> What this task involves:
Among the entries below, one stretch runs from the line that contains "the flower cluster" through the line that contains "flower center put". Repeat that stretch exactly, ends included, and only that.

> Provided records:
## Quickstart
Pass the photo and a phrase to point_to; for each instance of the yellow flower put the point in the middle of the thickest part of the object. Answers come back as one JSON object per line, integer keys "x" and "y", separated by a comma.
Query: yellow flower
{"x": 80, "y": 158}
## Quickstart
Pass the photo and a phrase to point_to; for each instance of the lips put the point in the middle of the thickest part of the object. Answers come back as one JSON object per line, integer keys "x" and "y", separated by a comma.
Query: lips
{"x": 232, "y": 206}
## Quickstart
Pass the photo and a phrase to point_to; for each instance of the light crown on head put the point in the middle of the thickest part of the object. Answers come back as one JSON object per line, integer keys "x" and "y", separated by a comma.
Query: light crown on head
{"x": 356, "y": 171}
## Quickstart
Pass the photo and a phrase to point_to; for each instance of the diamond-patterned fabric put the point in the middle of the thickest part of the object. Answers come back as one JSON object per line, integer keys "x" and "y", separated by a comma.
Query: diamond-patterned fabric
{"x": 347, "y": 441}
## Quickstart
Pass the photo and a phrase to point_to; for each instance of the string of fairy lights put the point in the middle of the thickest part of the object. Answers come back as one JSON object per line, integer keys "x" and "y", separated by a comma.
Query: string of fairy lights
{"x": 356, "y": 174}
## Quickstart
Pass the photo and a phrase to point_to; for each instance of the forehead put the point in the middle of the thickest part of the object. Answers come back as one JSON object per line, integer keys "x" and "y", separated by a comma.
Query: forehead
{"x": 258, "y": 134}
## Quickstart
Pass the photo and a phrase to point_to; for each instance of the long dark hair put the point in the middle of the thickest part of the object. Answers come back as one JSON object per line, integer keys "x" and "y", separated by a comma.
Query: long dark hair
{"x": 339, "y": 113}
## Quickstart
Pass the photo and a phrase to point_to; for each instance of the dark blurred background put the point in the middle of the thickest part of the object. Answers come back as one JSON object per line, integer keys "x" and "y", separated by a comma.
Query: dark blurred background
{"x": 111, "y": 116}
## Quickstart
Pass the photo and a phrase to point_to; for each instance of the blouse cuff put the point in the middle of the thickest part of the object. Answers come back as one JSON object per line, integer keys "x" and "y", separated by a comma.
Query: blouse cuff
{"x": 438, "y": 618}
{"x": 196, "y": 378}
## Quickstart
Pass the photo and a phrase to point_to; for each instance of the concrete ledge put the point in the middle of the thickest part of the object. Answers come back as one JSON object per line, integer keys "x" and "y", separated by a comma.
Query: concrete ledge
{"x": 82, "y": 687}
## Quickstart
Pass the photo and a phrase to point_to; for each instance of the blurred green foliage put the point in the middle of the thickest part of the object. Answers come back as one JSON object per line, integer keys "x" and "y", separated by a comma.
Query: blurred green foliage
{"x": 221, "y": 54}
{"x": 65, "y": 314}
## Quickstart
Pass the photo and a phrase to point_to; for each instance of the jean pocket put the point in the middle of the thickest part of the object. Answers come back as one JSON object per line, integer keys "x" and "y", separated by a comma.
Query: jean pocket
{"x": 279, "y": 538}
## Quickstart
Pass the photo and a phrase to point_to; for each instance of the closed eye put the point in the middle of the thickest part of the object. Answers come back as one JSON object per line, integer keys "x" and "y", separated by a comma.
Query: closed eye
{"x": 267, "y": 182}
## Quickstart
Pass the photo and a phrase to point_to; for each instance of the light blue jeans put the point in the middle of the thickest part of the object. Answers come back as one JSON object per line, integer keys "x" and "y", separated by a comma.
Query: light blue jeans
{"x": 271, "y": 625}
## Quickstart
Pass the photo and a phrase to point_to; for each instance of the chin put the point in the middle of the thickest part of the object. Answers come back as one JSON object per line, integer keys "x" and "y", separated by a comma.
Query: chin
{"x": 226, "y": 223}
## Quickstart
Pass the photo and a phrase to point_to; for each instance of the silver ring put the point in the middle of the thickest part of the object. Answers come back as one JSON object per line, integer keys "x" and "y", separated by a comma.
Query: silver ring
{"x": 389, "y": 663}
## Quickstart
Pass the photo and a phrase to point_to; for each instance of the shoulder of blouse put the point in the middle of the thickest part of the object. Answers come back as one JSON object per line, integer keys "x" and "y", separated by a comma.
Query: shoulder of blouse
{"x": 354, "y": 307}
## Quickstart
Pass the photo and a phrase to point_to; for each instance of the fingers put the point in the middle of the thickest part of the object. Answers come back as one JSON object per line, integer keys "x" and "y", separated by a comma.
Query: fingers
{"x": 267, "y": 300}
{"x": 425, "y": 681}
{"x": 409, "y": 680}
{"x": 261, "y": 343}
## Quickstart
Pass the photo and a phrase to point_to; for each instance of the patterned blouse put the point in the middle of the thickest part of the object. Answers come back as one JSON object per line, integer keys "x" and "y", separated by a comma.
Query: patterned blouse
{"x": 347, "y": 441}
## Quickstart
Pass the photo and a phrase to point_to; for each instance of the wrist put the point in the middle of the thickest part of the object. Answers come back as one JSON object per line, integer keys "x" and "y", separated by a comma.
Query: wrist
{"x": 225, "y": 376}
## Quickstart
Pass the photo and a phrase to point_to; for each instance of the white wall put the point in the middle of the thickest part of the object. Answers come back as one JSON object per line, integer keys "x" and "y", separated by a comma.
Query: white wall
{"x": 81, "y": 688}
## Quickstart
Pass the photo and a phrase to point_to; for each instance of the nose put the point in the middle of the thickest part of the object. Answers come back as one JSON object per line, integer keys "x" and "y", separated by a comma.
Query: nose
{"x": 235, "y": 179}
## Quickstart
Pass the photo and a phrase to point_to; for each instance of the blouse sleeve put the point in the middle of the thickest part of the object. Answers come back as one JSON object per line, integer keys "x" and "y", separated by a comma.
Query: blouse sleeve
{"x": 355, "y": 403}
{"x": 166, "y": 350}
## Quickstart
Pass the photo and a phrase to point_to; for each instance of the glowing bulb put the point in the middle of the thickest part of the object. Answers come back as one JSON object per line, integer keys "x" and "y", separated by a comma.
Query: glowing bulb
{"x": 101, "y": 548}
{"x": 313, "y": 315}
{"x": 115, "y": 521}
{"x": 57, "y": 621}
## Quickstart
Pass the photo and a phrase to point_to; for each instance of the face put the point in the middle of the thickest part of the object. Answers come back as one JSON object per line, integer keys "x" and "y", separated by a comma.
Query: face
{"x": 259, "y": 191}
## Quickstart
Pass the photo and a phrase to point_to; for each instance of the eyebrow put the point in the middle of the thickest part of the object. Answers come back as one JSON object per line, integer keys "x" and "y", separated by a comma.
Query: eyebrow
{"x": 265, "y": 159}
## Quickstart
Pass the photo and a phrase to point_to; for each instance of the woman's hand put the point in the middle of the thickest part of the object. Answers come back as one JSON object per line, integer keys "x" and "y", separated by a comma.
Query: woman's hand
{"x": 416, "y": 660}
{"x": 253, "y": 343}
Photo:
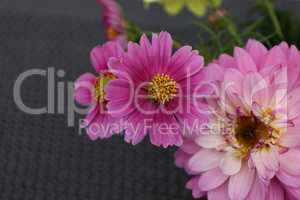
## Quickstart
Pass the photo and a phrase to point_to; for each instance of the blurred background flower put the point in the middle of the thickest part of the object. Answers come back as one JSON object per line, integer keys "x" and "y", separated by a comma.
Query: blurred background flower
{"x": 197, "y": 7}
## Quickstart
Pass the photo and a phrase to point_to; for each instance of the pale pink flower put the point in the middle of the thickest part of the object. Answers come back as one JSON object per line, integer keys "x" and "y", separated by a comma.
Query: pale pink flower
{"x": 114, "y": 21}
{"x": 250, "y": 148}
{"x": 89, "y": 91}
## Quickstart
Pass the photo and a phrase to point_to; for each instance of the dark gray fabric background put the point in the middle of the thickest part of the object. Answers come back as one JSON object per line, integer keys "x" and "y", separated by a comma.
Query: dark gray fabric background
{"x": 41, "y": 157}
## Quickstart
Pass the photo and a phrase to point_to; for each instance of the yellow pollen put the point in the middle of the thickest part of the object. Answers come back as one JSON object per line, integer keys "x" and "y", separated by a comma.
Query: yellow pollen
{"x": 162, "y": 88}
{"x": 102, "y": 80}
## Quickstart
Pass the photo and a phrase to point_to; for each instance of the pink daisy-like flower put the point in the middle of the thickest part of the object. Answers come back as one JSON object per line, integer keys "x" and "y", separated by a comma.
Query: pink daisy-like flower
{"x": 154, "y": 88}
{"x": 114, "y": 21}
{"x": 250, "y": 148}
{"x": 89, "y": 90}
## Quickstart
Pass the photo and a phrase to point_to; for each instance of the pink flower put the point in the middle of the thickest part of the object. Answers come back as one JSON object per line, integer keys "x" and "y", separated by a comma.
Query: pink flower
{"x": 250, "y": 148}
{"x": 152, "y": 91}
{"x": 89, "y": 90}
{"x": 114, "y": 21}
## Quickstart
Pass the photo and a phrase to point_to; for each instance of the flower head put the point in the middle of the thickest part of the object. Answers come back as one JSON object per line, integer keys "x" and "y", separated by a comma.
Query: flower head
{"x": 154, "y": 88}
{"x": 250, "y": 148}
{"x": 114, "y": 21}
{"x": 89, "y": 90}
{"x": 173, "y": 7}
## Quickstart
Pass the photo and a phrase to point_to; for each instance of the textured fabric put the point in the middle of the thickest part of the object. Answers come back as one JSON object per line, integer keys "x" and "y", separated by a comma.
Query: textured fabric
{"x": 41, "y": 157}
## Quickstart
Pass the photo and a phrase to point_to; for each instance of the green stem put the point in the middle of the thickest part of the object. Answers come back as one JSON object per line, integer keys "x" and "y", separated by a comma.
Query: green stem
{"x": 273, "y": 16}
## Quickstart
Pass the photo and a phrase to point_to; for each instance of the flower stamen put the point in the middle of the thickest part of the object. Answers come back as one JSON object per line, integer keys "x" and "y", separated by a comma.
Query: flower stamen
{"x": 162, "y": 88}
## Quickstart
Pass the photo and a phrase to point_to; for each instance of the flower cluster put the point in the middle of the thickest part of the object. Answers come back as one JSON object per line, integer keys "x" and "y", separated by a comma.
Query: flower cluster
{"x": 235, "y": 119}
{"x": 254, "y": 153}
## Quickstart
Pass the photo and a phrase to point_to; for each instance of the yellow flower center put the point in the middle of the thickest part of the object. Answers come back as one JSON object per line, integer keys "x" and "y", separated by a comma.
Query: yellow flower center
{"x": 111, "y": 33}
{"x": 102, "y": 80}
{"x": 251, "y": 132}
{"x": 162, "y": 88}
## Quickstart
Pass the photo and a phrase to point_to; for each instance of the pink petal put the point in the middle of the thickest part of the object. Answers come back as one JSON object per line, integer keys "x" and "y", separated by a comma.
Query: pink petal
{"x": 294, "y": 192}
{"x": 211, "y": 179}
{"x": 230, "y": 164}
{"x": 294, "y": 66}
{"x": 289, "y": 162}
{"x": 244, "y": 61}
{"x": 270, "y": 158}
{"x": 258, "y": 190}
{"x": 241, "y": 183}
{"x": 189, "y": 147}
{"x": 275, "y": 57}
{"x": 288, "y": 179}
{"x": 184, "y": 63}
{"x": 83, "y": 88}
{"x": 264, "y": 173}
{"x": 275, "y": 191}
{"x": 291, "y": 138}
{"x": 255, "y": 90}
{"x": 210, "y": 141}
{"x": 193, "y": 185}
{"x": 294, "y": 103}
{"x": 227, "y": 61}
{"x": 220, "y": 193}
{"x": 135, "y": 130}
{"x": 204, "y": 160}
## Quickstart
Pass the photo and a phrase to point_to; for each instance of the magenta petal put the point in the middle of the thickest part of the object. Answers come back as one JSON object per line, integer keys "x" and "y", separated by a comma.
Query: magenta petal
{"x": 244, "y": 61}
{"x": 165, "y": 132}
{"x": 184, "y": 63}
{"x": 227, "y": 61}
{"x": 212, "y": 179}
{"x": 275, "y": 191}
{"x": 83, "y": 88}
{"x": 135, "y": 128}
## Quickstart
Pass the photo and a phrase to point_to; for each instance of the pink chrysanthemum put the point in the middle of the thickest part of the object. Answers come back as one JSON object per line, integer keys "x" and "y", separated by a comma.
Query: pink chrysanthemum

> Written answer:
Pass the photo and a phrase to point_to; for each instance of the flower cluster put the point in the middle of the thickest part of the object. Answers come back as one JSON object per line, integer keys "x" and "y", separated by a comma.
Query: flower cluster
{"x": 235, "y": 119}
{"x": 254, "y": 153}
## Quickstart
Pass the photo and a phrase to point_to; for each instance of the yellow flower center put the point in the middle of the thickest part of the object. Answers come back as one JSON object per line, integer keys "x" and "y", separated by a comma.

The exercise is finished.